═══ Records shown ═══

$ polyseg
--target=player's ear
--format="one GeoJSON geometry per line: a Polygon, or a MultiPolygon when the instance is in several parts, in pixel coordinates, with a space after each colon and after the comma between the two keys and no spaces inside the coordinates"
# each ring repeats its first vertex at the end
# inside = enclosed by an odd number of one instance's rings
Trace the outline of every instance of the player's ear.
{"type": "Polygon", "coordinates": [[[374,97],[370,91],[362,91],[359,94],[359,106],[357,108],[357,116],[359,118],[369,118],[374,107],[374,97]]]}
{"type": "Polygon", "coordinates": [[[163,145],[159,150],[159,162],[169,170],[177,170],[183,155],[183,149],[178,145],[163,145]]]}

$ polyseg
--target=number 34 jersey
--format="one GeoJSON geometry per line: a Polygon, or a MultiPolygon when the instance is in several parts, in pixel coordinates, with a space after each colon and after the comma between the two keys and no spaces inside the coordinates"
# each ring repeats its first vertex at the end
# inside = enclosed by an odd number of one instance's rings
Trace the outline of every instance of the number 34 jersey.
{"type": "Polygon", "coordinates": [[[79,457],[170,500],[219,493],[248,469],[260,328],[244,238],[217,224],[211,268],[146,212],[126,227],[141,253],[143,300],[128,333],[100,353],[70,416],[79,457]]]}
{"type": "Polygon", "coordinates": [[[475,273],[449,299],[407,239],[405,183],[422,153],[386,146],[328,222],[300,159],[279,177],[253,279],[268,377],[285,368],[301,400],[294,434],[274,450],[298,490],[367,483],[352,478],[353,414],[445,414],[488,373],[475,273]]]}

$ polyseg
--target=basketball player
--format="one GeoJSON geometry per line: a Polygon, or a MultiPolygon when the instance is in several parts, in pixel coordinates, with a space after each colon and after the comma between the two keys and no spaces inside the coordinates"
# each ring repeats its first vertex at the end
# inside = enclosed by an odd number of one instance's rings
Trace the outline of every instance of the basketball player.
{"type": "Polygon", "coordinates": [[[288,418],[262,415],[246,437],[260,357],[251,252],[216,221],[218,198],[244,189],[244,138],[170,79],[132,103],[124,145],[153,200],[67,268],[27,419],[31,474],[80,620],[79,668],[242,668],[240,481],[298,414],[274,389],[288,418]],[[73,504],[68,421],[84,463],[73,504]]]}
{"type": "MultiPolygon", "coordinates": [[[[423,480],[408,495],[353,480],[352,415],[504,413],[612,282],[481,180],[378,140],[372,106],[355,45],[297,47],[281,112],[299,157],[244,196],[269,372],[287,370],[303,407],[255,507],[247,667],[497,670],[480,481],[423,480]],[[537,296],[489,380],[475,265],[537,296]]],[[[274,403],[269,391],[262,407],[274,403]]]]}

═══

[Goal] Report how many lines in the records contain the string "target". Give only the number.

[Response to the exercise] 3